| What to work on |
The lines from the top of the material below through the line containing "box: [501, 371, 520, 390]" are to be printed exactly, with pictures omitted.
▼
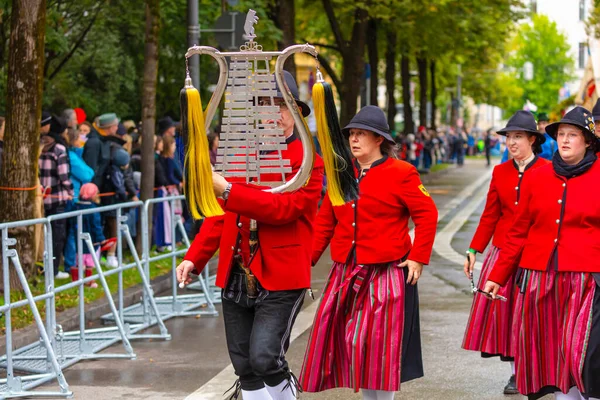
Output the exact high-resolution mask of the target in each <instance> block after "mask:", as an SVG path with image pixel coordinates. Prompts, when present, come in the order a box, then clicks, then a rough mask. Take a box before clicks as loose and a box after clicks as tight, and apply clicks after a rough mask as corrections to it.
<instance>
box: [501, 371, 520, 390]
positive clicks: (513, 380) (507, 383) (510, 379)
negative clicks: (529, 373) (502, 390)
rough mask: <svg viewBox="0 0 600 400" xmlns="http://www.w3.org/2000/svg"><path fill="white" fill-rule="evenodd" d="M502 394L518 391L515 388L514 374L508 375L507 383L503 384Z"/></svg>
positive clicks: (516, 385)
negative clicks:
▲
| Solution for this exercise |
Output the exact high-resolution mask of the target in each <instance> block after "mask:", as an SVG path with image pixel coordinates. Prompts, when present, come in the order a box, then clicks, then a rough mask. Take a box before clicks as loose and a box after clicks as tight, and apply clicks after a rough mask as corrections to it.
<instance>
box: [501, 371, 520, 390]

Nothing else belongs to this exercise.